▸ **PROBLEM STATEMENT**
For this exercise, output the line containing "is the black" and every line after it through the end of the records, exactly, and no other line.

▬▬▬▬▬▬▬▬▬▬

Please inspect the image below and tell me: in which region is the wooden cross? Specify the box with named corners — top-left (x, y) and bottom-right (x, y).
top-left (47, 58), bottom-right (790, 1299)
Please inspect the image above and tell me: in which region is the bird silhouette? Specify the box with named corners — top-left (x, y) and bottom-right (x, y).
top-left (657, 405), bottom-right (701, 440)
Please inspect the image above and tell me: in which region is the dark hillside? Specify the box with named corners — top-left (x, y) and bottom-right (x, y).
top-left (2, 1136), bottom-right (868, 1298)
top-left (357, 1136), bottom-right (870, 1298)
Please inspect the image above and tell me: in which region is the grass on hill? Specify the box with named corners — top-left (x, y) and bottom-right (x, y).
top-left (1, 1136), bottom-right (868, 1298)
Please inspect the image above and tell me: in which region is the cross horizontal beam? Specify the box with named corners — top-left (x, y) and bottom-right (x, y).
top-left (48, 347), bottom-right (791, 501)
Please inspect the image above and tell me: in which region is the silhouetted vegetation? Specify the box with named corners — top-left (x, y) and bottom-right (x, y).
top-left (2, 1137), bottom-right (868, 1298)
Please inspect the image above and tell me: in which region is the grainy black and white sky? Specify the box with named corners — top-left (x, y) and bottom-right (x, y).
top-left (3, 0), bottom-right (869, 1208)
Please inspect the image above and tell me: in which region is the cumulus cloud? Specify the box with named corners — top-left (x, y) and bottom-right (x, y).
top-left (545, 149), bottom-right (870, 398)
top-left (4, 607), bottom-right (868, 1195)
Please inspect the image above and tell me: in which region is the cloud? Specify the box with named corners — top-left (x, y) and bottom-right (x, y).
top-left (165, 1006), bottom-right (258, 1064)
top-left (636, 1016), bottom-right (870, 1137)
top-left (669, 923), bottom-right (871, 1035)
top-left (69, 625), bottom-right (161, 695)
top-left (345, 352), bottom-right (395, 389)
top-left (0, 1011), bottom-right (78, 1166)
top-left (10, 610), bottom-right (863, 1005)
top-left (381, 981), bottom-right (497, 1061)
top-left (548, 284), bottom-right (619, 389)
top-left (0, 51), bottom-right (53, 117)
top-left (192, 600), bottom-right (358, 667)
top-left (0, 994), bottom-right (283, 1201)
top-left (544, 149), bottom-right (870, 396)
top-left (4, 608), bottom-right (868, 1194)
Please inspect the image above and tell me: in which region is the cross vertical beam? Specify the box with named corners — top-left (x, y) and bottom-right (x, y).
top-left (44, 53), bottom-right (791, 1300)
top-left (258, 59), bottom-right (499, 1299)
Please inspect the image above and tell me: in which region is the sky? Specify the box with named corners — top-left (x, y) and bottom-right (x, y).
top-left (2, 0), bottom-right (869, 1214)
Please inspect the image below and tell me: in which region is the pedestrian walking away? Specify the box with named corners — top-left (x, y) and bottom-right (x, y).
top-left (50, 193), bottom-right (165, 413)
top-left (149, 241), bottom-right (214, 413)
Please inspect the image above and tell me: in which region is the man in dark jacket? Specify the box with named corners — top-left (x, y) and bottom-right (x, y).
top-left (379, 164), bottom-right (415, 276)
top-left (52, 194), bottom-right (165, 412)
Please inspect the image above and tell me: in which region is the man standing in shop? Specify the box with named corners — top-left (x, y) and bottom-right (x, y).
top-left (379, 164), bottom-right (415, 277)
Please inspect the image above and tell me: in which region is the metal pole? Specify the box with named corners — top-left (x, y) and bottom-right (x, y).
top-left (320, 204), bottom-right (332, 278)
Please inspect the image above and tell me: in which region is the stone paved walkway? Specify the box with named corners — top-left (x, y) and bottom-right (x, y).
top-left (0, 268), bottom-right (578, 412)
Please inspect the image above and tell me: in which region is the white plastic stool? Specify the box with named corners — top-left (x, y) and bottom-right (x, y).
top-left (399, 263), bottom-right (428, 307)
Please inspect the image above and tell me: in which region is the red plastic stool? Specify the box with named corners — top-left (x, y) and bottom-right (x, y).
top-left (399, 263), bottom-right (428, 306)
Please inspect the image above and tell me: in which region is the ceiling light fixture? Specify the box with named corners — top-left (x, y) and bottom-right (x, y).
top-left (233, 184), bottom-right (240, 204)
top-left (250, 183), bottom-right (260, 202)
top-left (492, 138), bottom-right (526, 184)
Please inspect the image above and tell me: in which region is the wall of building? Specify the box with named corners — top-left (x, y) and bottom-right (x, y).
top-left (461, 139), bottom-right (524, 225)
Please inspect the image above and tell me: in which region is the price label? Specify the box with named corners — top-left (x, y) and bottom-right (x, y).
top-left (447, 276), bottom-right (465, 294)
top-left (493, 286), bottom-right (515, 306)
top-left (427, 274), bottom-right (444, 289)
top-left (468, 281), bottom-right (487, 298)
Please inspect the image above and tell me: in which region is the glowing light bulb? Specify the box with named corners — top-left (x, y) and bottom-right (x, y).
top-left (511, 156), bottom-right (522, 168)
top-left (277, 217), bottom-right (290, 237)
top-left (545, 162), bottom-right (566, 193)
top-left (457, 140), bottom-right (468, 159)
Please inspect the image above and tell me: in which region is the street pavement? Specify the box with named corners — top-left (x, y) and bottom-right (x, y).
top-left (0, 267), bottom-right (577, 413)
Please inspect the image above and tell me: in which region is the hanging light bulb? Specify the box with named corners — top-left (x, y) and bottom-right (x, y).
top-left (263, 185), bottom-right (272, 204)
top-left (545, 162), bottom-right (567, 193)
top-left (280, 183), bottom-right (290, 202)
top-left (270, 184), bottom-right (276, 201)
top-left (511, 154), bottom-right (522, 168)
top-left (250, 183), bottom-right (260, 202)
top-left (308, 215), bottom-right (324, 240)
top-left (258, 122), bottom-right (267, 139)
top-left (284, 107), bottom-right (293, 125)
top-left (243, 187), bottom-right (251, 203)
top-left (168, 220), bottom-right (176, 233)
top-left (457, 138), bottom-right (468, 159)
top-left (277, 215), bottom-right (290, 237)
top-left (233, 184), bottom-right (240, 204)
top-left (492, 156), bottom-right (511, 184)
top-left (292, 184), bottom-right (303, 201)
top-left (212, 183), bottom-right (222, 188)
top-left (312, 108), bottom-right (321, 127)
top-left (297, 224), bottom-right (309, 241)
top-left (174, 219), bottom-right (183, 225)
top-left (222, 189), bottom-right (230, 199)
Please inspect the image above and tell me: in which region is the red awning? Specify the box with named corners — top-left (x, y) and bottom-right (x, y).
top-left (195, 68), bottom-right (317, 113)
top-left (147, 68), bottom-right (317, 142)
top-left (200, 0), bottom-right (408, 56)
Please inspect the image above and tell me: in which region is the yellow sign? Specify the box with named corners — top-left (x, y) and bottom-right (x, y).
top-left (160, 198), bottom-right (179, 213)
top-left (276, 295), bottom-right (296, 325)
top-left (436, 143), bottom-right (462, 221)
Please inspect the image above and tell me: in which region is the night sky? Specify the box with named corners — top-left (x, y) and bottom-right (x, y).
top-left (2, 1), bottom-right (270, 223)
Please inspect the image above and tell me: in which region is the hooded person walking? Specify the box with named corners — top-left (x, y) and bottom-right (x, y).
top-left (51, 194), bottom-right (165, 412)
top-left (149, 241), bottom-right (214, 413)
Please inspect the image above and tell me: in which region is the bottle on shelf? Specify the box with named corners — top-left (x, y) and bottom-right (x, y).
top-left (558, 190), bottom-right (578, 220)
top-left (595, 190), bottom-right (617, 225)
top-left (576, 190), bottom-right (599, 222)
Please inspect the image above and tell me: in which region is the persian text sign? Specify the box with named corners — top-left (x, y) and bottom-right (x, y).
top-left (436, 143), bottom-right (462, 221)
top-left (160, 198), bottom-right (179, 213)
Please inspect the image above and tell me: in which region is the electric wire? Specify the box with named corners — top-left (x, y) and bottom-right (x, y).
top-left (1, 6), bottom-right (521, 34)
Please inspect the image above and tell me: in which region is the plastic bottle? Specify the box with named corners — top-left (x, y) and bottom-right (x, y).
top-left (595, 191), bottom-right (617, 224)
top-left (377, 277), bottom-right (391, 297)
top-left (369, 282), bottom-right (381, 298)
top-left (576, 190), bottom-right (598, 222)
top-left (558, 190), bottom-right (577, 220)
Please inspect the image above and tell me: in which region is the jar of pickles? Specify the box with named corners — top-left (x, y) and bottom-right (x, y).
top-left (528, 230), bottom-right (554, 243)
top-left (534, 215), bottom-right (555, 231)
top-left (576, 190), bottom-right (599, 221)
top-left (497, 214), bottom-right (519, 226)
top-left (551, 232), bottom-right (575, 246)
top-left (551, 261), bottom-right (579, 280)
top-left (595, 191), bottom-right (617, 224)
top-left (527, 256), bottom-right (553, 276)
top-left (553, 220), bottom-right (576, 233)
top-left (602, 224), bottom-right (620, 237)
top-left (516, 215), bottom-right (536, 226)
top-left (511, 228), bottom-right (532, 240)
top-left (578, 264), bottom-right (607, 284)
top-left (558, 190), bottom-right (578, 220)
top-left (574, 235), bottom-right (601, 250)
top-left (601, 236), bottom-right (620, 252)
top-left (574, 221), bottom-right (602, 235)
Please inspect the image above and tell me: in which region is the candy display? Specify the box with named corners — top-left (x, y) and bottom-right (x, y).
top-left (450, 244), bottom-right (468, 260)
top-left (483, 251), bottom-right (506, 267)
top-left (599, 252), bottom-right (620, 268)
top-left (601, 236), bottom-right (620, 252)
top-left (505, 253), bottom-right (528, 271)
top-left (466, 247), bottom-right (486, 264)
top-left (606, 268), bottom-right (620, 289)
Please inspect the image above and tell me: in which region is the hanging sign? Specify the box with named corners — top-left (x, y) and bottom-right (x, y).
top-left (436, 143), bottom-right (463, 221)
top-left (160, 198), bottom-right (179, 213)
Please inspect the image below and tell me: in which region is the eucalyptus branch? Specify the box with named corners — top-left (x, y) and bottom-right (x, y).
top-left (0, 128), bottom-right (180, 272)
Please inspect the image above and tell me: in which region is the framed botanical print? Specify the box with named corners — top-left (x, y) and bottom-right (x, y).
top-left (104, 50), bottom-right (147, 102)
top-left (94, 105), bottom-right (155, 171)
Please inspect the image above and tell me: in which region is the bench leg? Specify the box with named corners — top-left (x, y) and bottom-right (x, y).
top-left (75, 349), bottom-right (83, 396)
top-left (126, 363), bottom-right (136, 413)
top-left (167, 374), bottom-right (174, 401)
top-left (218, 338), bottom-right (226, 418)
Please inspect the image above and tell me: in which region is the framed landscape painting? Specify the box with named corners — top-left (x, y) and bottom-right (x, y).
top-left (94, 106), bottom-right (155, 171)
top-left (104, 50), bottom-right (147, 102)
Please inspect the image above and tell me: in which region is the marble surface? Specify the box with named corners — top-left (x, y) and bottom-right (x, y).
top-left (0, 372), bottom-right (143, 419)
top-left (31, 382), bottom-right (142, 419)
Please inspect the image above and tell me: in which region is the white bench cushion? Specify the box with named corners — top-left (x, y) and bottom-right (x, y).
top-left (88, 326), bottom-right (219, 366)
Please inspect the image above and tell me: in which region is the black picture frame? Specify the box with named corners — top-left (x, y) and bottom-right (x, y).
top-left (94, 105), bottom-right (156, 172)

▬▬▬▬▬▬▬▬▬▬

▸ **RESULT OF THIS EXERCISE**
Please inspect the image above and tell me: in which region is the black picture frame? Specify the box with named corners — top-left (x, y) and bottom-right (x, y).
top-left (94, 105), bottom-right (156, 172)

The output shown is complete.